Your task
Reproduce exactly, and nothing but, the lines between the one with "the man with" and the end of the entries, both ends included.
(Exercise data)
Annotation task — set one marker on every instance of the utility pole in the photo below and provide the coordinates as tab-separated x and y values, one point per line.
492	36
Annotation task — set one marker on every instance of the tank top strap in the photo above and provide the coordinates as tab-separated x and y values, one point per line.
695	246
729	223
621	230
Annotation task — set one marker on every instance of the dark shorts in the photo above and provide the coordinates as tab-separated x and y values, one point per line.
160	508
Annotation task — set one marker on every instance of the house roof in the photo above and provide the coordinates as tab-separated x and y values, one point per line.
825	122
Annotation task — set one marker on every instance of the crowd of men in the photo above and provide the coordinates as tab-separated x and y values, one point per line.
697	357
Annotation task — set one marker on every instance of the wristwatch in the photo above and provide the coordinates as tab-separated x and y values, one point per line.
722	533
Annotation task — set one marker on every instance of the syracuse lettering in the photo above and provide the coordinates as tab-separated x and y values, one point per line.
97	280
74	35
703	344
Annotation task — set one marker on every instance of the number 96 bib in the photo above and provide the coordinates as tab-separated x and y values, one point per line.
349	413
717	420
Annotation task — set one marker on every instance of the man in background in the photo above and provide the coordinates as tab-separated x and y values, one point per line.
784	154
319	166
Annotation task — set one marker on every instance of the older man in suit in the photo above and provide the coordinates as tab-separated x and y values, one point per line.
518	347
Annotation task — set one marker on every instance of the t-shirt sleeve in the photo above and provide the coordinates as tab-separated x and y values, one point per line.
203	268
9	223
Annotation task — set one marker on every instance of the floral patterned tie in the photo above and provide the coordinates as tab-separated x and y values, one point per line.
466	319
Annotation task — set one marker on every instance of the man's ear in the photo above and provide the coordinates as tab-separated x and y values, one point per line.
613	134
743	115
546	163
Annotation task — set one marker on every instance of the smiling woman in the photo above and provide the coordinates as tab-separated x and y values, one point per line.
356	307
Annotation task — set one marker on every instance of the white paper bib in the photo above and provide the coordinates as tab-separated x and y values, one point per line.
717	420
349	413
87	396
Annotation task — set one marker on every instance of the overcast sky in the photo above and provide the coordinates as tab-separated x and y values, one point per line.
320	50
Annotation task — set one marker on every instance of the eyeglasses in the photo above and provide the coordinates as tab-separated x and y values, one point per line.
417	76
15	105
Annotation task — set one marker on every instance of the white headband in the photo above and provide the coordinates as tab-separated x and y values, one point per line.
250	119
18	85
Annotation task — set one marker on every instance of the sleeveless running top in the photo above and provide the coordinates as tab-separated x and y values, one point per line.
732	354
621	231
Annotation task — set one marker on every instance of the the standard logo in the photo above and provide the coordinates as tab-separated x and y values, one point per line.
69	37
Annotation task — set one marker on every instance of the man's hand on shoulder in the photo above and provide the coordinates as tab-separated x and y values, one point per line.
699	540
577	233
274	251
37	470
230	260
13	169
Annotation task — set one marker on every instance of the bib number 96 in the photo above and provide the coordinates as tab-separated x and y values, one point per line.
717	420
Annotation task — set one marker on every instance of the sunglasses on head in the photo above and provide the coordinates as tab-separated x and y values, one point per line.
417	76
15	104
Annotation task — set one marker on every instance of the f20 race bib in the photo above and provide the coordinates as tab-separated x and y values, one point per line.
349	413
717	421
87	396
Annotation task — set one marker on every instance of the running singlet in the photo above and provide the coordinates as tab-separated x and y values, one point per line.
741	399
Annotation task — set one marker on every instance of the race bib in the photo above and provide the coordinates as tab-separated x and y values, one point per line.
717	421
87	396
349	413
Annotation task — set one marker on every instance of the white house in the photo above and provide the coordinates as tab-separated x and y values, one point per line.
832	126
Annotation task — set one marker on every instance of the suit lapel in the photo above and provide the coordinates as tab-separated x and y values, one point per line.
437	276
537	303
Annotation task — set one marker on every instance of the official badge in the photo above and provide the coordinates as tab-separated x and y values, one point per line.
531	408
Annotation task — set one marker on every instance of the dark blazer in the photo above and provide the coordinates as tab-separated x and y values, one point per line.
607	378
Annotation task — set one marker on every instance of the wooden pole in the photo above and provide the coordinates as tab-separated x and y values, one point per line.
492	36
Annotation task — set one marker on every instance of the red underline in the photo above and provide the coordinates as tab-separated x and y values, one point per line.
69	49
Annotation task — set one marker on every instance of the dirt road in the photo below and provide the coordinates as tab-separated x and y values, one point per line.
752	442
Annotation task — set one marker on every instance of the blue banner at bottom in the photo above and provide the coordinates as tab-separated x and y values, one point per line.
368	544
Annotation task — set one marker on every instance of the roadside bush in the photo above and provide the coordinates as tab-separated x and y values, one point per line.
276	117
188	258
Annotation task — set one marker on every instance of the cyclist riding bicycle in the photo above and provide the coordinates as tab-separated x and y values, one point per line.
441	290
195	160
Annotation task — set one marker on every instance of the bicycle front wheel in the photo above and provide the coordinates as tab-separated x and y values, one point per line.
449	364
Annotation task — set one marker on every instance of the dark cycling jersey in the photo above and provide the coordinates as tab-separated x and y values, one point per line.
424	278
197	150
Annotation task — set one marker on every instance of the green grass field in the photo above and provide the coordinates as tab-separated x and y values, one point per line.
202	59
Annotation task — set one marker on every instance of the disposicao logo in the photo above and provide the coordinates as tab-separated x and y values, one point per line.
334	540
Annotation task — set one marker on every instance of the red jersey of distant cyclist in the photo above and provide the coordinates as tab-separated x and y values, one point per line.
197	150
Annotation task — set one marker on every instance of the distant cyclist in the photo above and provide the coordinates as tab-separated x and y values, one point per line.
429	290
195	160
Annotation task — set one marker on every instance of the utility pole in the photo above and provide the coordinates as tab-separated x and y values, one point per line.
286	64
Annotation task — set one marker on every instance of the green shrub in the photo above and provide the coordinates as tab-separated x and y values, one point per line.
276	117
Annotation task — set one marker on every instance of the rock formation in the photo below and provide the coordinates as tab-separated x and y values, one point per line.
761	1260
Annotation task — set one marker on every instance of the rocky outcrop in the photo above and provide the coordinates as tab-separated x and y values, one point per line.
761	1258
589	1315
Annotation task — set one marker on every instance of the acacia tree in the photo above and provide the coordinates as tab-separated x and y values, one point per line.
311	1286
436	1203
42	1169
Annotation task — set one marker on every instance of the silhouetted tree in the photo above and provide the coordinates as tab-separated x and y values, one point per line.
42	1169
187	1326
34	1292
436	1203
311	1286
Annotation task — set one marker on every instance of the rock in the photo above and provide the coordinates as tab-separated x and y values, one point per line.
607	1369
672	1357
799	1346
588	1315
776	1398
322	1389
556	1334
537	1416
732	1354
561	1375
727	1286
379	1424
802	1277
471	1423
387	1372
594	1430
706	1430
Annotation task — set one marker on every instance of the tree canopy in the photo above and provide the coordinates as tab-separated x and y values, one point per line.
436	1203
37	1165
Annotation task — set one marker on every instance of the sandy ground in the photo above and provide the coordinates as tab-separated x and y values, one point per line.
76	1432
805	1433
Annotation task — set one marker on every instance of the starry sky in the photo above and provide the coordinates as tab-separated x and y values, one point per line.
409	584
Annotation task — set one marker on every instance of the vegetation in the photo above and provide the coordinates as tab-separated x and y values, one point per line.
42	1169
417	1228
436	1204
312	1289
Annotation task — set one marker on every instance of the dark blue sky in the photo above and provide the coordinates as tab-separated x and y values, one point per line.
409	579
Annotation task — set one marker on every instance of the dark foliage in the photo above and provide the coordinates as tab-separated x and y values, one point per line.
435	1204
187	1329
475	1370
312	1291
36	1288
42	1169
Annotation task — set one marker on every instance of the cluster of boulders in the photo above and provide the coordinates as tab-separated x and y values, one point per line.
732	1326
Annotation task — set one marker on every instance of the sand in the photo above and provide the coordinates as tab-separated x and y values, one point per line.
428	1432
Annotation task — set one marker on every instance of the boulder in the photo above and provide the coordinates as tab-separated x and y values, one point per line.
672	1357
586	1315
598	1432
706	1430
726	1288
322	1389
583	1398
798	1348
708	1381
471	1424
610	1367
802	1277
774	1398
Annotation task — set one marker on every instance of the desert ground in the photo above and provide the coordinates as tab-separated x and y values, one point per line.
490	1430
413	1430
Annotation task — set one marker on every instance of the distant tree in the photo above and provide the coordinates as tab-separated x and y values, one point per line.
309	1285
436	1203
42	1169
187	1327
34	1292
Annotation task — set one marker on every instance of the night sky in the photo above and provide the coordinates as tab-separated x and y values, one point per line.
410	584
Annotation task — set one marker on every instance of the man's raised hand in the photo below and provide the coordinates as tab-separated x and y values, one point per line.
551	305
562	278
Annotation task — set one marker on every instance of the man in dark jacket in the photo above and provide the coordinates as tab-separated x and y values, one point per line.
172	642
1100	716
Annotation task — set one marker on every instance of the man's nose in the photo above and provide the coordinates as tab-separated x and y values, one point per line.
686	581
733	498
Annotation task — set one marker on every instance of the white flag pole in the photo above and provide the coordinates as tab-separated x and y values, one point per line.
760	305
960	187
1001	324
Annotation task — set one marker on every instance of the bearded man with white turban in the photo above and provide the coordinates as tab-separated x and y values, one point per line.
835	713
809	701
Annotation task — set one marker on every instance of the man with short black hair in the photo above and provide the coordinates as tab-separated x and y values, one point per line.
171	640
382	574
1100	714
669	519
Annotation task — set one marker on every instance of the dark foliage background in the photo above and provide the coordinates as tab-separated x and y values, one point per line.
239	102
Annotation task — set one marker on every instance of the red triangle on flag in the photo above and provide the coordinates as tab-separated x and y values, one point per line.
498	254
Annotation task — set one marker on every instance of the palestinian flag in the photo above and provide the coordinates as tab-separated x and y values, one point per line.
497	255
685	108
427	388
(End Exercise data)
Task answer
Annotation task — set one marker on every instance of the man with short black hair in the photo above and provide the coordinates as tab-separated x and y values, one point per line.
171	640
382	574
1100	714
669	519
Annotation task — set one marker on every instance of the dark foliage background in the photo above and provide the coordinates as tab-separated x and y values, one point per line.
239	102
Annotation task — set one marker on every instance of the red triangle on flag in the photo above and provide the coordinates as tab-separated x and y values, one point per line.
498	254
Annotation task — set one marker on every instance of the palestinian flag in the photo above and provide the coordinates as tab-separated x and y values, one point per line.
497	255
685	108
427	388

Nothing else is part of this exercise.